* [Job] From the lines below, copy each one that contains the word "cover", leaving out all the others.

* [Listed entries]

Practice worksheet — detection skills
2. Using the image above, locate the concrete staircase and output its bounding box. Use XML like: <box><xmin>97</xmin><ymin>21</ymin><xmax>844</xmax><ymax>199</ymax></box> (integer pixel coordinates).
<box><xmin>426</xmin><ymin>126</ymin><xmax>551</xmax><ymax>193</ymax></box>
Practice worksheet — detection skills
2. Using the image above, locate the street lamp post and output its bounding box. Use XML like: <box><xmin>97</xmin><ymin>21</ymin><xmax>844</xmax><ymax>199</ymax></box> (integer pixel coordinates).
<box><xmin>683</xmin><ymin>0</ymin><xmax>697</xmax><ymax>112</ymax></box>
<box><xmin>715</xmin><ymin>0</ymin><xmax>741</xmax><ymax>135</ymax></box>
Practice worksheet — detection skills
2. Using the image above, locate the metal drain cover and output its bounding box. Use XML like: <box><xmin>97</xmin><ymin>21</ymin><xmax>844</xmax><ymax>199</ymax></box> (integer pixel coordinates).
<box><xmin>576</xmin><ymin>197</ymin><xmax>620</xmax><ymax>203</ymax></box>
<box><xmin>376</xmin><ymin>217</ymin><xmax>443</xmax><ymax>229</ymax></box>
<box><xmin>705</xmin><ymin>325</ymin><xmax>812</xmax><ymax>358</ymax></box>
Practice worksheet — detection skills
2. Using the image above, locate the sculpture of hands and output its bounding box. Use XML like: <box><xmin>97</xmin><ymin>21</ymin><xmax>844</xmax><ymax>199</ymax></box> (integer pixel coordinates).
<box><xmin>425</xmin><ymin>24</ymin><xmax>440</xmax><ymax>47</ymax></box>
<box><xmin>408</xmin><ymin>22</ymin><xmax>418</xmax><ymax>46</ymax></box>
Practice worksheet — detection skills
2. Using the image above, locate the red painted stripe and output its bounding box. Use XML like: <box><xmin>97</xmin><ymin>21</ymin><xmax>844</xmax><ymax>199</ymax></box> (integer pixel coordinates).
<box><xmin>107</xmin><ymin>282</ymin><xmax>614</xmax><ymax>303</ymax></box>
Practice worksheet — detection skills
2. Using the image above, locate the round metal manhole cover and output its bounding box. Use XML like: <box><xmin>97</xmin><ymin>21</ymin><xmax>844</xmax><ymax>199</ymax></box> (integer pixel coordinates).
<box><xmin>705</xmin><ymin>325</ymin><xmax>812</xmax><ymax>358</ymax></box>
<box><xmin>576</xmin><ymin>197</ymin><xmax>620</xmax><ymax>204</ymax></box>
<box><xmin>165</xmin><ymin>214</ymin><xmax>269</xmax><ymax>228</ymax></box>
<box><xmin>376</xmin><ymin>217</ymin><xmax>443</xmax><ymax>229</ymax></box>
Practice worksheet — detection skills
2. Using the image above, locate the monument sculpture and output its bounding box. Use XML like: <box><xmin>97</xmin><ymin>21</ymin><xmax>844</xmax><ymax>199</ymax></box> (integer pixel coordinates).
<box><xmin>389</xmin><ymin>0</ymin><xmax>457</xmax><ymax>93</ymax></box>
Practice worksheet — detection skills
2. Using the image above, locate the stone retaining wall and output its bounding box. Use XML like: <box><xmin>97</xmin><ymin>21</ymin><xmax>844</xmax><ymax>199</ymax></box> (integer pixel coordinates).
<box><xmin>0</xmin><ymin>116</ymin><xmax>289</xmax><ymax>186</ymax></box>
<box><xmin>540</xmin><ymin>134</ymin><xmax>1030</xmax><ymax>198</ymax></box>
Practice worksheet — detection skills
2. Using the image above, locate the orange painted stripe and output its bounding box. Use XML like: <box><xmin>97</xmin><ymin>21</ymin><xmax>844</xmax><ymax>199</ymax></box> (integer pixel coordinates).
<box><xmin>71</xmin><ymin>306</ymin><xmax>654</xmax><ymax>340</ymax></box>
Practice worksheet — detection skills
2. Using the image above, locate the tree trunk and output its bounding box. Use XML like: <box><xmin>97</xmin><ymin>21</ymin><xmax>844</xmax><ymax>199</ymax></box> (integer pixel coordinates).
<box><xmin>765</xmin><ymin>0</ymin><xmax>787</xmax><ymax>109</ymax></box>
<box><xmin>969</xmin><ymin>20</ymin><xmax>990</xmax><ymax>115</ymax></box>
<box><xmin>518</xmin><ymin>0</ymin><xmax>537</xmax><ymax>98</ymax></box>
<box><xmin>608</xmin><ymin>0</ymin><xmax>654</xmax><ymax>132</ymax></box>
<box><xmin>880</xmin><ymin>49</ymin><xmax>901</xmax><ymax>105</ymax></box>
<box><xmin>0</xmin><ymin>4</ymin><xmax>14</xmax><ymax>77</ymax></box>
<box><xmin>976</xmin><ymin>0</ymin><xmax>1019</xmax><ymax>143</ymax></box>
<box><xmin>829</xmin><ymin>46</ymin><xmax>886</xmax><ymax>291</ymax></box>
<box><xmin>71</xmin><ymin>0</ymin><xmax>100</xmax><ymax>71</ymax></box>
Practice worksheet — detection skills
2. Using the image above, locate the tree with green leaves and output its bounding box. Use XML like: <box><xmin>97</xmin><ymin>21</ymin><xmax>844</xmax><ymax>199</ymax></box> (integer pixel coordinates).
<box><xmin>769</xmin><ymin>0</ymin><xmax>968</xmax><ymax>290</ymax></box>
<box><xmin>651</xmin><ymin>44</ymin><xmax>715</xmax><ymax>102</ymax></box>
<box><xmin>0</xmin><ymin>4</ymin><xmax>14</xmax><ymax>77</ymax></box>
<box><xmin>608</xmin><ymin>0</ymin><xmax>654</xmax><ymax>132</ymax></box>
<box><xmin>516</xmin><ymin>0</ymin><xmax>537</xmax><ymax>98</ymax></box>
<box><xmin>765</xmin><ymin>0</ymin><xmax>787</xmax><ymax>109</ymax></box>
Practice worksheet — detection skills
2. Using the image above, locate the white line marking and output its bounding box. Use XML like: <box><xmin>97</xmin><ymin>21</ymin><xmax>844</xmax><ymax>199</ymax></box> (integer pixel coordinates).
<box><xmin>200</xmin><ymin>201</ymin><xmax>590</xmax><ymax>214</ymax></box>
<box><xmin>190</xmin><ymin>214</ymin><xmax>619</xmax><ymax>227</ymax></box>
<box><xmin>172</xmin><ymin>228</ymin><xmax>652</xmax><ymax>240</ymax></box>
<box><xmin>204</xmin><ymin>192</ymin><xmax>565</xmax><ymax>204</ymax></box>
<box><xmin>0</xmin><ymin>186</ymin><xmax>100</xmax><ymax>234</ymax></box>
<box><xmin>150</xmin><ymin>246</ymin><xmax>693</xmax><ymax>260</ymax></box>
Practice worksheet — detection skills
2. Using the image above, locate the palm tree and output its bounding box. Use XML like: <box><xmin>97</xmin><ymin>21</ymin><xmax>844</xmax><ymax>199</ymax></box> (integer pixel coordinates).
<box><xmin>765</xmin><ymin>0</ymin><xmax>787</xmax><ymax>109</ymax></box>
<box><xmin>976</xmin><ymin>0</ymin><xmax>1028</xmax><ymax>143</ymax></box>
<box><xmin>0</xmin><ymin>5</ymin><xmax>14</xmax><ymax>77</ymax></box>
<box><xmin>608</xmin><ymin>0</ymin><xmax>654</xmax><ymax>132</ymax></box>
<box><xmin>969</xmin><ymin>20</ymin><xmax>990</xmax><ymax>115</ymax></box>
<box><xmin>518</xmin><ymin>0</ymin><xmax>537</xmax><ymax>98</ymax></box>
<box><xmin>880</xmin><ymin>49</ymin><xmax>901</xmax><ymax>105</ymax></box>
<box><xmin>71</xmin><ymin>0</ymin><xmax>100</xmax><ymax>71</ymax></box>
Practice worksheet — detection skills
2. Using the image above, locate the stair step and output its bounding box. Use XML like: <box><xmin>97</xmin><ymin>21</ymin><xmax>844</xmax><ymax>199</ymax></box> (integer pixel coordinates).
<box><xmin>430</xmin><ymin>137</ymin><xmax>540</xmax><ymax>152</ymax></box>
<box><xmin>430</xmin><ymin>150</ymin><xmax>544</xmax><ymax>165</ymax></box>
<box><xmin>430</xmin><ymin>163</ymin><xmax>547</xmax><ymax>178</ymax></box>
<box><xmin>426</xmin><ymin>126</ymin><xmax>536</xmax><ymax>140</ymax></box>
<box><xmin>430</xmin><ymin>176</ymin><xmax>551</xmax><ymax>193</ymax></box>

* [Output of the exercise]
2. Using the image above, locate the metal drain cover and output its bounding box. Use XML like: <box><xmin>97</xmin><ymin>21</ymin><xmax>844</xmax><ymax>199</ymax></box> (integer pixel coordinates).
2. Using the image above, locate the round metal manhole cover and output its bounding box. Use XML like: <box><xmin>97</xmin><ymin>21</ymin><xmax>844</xmax><ymax>199</ymax></box> (integer pixel coordinates).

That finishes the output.